This collapse of the personal into the professional in academia is an unfortunate historic legacy of our profession as a vocation, dating from the monastic origins of the university as an endeavour linked to religious expression. The joining of job/institution and candidate reminds me (among other things, which is the subject of a forthcoming entry) of a religious order, for joining the order of academicians is full of the Catholic rites of mystery and abjection: a renunciation of worldly and material values, a commitment to a life lived within an intellectual practice (in one case, the belief in God, in another the belief in the realm of ideas, in both an overriding confidence in the truth of the word), and a monastic sobriety that brooks little dissent.


As modernity and technology changed the conditions of society, the university adjusted as well, but has ironically maintained some of its most medieval structures of apprenticeship, training, and subjection in its hierarchal structures. The rub, of course, is we no longer live in medieval societies, and the rigorous training and long period of apprenticing for positions that no longer exist and will never (contrary to eternal claims of rising enrollments) exist again, have informed the turn, finally, in academia to thinking of ourselves as workers, not acolytes. Hence, the move in the late twentieth century, which is accelerating (rockily, unevenly) now, towards unionization and labour organizing in the academy.

As anyone familiar with these issues can attest, this turn has been not only remarkably controversial but also resisted forcefully by entrenched forces in the academy that realise the dangers that the self-conceptional shift away from vocation towards labour poses to their own personal power as potentates in "The Shop." And to be fair, many academics have at the very least honest questions about thinking of ourselves as workers as opposed to practitioners of the academic faith. How does labour organising affect our work with students, via grading, evaluation, and academic freedom in the classroom? How can we approach teaching, research, and intra-institutional and professional evaluation from the standpoint of labour? How does this move affect university and faculty governance, and how we relate to each other as colleagues?

These are legitimate concerns, but they all are to a certain extent grounded in a series of problematic preexisting self-conceptions that remain unquestioned. Primarily, I think, two of the most entrenched forces working against unionization and labour thinking in the academy are snobbery and the mystification of vocation. Academicians think of themselves as white collar, highly educated professionals, with little in common with traditional images of the unionized worker, i.e. blue collar industrial drones. In fact, you hear that a lot around questions of unionization: “We don’t work in factories!”


Well, Mary, we might not be working at the looms, but have you been to a modern university lately? Most public R1s and R2s are proverbial knowledge factories. Tell me what kind of personal interaction and guidance can happen in a lecture of 500 or 1000 students? Or even in “small” seminars of 30 people? If this is not the mass production of brains, I don’t know what is. Even the private colleges and universities that attempt to foster individual relationships between students and faculty through low faculty-student ratios suffer from the increasing consumer-driven attitudes of students and parents which attempt (and depressingly often succeed) in turning professors into overeducated shop girls.

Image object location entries
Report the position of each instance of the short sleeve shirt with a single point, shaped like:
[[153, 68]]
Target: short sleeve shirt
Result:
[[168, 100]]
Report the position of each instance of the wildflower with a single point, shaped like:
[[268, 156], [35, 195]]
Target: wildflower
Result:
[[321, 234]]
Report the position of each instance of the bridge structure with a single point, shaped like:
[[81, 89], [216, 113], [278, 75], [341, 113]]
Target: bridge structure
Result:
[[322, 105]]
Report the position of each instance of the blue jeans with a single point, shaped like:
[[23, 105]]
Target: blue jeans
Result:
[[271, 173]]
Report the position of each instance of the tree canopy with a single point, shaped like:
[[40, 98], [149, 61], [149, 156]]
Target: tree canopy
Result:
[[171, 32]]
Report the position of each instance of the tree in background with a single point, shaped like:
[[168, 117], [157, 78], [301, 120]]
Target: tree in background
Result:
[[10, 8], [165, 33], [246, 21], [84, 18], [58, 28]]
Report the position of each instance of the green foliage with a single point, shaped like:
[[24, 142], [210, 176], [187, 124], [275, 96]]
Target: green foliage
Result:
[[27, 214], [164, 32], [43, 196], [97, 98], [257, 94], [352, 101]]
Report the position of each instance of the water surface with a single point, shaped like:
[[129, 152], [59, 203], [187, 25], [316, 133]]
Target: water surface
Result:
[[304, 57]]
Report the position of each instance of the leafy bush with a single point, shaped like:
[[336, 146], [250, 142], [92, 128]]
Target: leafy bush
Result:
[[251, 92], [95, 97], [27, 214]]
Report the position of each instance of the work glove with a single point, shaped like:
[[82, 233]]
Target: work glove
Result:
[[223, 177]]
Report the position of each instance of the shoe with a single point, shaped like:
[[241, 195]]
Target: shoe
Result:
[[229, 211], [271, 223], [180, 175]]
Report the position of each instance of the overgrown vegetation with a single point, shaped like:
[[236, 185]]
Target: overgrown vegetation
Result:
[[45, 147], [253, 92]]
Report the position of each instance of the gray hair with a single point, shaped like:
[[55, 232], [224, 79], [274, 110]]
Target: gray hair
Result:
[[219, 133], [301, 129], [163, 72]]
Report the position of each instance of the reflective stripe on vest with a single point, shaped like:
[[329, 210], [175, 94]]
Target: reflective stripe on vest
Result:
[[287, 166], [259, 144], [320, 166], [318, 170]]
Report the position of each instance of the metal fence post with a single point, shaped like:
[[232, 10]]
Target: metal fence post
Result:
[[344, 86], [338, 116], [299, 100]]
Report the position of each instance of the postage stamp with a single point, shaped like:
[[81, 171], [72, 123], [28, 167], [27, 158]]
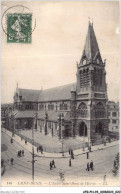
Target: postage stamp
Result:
[[19, 27]]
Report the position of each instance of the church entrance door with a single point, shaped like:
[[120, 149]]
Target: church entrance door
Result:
[[82, 129]]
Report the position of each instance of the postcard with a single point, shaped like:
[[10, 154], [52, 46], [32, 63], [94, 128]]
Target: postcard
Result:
[[60, 88]]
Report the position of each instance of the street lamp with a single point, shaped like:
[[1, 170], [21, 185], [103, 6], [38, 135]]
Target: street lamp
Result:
[[46, 117], [61, 119], [84, 138], [72, 129]]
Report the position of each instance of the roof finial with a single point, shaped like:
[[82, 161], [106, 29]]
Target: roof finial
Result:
[[92, 22]]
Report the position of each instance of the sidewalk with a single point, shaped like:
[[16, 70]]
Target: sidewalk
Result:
[[57, 155]]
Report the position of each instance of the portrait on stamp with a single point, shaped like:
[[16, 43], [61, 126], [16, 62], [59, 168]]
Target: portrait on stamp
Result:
[[60, 94]]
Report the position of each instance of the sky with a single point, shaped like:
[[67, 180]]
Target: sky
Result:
[[57, 44]]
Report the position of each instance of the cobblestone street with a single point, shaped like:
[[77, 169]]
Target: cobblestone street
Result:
[[102, 159]]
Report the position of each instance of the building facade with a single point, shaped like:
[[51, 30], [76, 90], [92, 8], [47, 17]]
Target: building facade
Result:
[[79, 108]]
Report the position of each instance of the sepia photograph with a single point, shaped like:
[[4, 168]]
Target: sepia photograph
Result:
[[60, 85]]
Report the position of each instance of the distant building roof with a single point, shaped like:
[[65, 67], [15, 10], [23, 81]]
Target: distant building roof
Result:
[[52, 115], [57, 93], [29, 95], [52, 94]]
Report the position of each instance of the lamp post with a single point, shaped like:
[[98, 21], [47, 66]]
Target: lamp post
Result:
[[61, 119], [33, 161], [46, 117], [84, 138]]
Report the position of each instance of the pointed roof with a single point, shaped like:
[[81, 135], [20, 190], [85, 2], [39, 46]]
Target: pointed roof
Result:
[[91, 50]]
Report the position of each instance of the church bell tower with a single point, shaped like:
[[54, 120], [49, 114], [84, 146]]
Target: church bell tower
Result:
[[91, 108]]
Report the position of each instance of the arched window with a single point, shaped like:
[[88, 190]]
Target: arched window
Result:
[[82, 109], [63, 106], [99, 111]]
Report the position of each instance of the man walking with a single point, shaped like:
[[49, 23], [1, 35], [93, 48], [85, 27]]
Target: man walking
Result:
[[91, 165], [87, 155], [88, 166], [50, 166], [12, 161], [70, 162], [104, 180], [22, 152], [53, 163]]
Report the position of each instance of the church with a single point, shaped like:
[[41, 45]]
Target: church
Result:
[[79, 108]]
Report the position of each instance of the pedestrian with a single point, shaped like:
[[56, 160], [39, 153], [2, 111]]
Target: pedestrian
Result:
[[69, 151], [87, 155], [104, 180], [41, 150], [50, 166], [53, 163], [114, 163], [12, 161], [22, 152], [70, 162], [88, 166], [91, 165]]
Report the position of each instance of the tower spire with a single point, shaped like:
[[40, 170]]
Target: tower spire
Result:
[[91, 49]]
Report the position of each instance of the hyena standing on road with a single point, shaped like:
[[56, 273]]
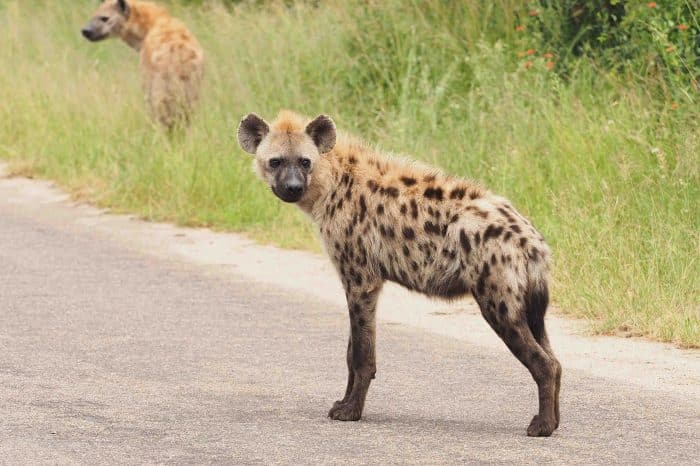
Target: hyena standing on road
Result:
[[172, 62], [385, 219]]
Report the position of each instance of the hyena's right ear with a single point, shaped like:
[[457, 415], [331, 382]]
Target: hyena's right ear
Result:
[[123, 7], [251, 132]]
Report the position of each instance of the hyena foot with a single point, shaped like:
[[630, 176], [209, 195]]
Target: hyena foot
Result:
[[541, 427], [345, 411]]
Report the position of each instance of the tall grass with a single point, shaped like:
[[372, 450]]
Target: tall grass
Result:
[[608, 171]]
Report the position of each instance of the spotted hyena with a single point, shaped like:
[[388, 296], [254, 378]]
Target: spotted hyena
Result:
[[172, 61], [382, 218]]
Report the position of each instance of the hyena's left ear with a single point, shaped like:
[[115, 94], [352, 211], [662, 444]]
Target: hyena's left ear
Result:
[[123, 7], [322, 131], [251, 132]]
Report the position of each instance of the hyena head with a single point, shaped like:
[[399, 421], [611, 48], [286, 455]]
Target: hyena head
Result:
[[285, 154], [107, 21]]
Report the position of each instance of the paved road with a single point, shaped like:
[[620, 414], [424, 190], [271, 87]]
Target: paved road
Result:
[[109, 355]]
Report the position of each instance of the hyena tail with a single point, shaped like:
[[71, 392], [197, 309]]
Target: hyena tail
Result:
[[537, 300]]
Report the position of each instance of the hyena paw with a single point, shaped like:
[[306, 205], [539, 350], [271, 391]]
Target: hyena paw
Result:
[[541, 427], [345, 411]]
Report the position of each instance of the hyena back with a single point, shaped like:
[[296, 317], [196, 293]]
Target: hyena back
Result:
[[385, 219], [171, 59]]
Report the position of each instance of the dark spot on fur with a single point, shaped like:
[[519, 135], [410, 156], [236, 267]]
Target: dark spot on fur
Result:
[[492, 231], [449, 254], [431, 228], [457, 193], [464, 241], [390, 191], [433, 193], [408, 181], [414, 209]]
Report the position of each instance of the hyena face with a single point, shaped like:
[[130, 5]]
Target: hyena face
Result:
[[285, 159], [107, 21]]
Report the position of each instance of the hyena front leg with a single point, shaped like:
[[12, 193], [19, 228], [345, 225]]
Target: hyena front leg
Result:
[[362, 303]]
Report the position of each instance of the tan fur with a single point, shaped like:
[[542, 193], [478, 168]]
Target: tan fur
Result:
[[384, 218], [171, 59]]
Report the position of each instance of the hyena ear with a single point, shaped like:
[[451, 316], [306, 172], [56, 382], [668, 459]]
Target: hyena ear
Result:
[[123, 7], [322, 131], [251, 132]]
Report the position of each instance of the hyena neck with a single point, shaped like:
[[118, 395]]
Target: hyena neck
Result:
[[323, 179], [141, 20], [343, 163]]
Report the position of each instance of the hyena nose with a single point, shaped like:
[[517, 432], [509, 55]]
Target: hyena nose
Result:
[[294, 189]]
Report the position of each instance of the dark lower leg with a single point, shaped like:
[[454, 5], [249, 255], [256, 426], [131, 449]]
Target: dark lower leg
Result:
[[543, 368], [361, 357]]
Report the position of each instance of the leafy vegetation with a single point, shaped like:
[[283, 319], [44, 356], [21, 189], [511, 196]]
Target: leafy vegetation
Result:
[[589, 125]]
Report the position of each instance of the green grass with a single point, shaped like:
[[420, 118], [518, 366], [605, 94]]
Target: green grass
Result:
[[604, 165]]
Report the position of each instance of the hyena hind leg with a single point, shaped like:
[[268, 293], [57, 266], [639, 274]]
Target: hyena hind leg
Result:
[[536, 302], [518, 337]]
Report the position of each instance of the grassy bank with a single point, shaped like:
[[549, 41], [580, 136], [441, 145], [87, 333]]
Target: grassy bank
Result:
[[607, 166]]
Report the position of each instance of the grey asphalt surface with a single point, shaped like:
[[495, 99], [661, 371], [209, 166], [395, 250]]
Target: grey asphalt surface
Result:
[[108, 355]]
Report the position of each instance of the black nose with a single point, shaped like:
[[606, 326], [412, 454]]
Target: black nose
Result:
[[294, 189]]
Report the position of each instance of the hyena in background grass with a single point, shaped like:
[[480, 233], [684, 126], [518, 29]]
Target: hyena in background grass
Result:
[[386, 219], [172, 62]]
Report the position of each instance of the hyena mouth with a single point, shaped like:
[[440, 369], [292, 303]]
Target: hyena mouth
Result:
[[287, 195], [92, 36]]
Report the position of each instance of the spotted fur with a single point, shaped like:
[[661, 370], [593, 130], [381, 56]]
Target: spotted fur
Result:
[[383, 218], [172, 61]]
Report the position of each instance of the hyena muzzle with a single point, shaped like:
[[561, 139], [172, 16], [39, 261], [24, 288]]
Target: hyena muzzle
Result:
[[385, 219]]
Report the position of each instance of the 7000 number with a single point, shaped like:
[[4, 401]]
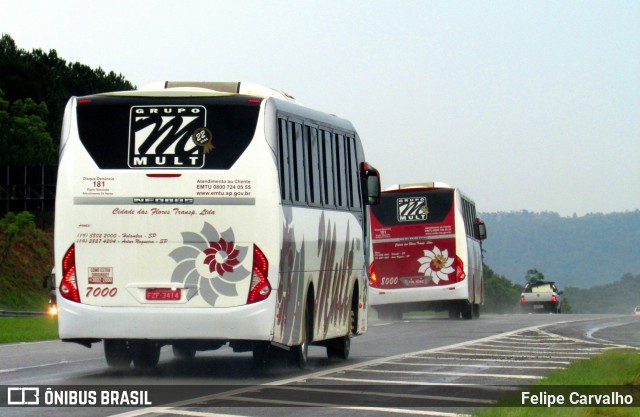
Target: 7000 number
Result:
[[101, 292]]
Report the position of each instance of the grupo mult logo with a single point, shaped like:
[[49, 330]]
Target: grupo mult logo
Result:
[[412, 209], [163, 137]]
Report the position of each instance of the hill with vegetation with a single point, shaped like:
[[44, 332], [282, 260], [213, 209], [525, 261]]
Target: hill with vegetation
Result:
[[26, 257], [579, 252]]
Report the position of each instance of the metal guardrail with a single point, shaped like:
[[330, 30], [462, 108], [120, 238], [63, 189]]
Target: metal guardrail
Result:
[[5, 313]]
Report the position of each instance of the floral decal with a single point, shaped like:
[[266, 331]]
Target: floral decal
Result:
[[221, 257], [436, 264], [210, 264]]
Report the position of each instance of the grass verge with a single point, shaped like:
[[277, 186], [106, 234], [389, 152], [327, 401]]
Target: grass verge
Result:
[[618, 367], [28, 329]]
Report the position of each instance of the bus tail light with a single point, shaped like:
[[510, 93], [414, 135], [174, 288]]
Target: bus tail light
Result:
[[373, 279], [260, 287], [69, 283], [459, 267]]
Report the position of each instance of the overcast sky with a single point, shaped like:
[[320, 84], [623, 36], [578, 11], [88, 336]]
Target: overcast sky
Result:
[[529, 105]]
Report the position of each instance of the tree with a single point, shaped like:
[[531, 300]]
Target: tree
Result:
[[24, 139], [46, 78]]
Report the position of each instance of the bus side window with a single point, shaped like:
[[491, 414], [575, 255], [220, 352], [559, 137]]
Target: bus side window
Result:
[[355, 201], [327, 160], [299, 172], [314, 169], [283, 150], [340, 163]]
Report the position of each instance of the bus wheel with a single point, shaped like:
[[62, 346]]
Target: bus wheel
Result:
[[145, 354], [389, 312], [184, 351], [454, 312], [339, 348], [117, 353], [260, 352]]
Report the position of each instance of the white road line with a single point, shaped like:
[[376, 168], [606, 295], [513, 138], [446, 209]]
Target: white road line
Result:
[[554, 348], [384, 394], [522, 351], [341, 407], [513, 355], [322, 374], [44, 365], [383, 371], [414, 383], [181, 412], [476, 366], [495, 360]]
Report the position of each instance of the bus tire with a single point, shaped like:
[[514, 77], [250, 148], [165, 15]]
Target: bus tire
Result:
[[389, 312], [260, 351], [454, 311], [476, 311], [467, 311], [300, 353], [117, 354], [145, 354], [184, 351], [340, 347]]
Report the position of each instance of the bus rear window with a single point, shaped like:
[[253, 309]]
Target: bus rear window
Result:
[[426, 206], [156, 132]]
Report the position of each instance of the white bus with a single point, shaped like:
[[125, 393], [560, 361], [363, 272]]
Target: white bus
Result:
[[204, 214], [426, 252]]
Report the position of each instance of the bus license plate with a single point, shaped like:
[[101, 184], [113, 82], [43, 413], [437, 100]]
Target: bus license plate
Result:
[[163, 294]]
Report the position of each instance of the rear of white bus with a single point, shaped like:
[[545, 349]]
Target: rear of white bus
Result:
[[161, 206]]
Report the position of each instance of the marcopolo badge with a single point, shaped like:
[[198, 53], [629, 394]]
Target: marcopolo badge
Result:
[[204, 137]]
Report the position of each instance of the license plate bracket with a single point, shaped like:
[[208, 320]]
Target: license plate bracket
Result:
[[163, 294]]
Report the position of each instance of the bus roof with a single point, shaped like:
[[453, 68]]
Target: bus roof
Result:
[[204, 88], [433, 184]]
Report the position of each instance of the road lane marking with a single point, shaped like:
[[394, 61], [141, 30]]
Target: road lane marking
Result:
[[477, 366], [384, 394], [386, 371]]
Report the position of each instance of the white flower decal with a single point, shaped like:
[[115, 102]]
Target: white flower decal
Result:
[[436, 264], [209, 263]]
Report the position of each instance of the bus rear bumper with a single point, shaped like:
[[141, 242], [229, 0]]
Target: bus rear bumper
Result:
[[379, 296], [247, 322]]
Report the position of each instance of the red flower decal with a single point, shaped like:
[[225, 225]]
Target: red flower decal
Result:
[[222, 256]]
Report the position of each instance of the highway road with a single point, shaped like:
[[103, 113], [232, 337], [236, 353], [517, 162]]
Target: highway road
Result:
[[418, 366]]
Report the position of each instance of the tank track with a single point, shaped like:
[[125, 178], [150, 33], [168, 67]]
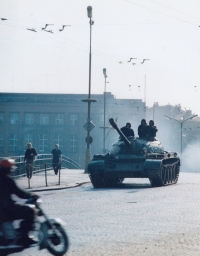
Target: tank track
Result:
[[167, 175], [99, 180]]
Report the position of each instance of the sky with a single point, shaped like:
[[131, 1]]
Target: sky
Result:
[[164, 31]]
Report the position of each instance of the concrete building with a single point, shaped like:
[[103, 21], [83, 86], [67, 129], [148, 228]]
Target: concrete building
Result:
[[47, 119], [169, 131]]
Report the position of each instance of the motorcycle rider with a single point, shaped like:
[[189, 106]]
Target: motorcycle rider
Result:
[[8, 207]]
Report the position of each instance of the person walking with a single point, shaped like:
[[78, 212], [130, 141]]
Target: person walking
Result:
[[141, 128], [29, 158], [56, 158]]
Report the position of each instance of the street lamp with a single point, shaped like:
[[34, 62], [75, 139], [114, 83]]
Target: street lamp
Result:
[[181, 122], [104, 123], [88, 125]]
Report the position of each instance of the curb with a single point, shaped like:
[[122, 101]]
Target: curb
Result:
[[51, 189]]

Work instructions:
[a] Answer these questions using the passage about academia:
(i) What two forces does the writer name as among the most entrenched against unionization in the academy?
(ii) What lecture sizes does the writer mention?
(iii) From what origins of the university does the writer say the profession's sense of vocation dates?
[b] Print the passage about academia from "As modernity and" up to and including "in the academy.".
The rows have nothing to do with this.

Solution set:
[a]
(i) Snobbery and the mystification of vocation.
(ii) Lectures of 500 or 1000 students.
(iii) The university's monastic origins as an endeavour linked to religious expression.

[b]
As modernity and technology changed the conditions of society, the university adjusted as well, but has ironically maintained some of its most medieval structures of apprenticeship, training, and subjection in its hierarchal structures. The rub, of course, is we no longer live in medieval societies, and the rigorous training and long period of apprenticing for positions that no longer exist and will never (contrary to eternal claims of rising enrollments) exist again, have informed the turn, finally, in academia to thinking of ourselves as workers, not acolytes. Hence, the move in the late twentieth century, which is accelerating (rockily, unevenly) now, towards unionization and labour organizing in the academy.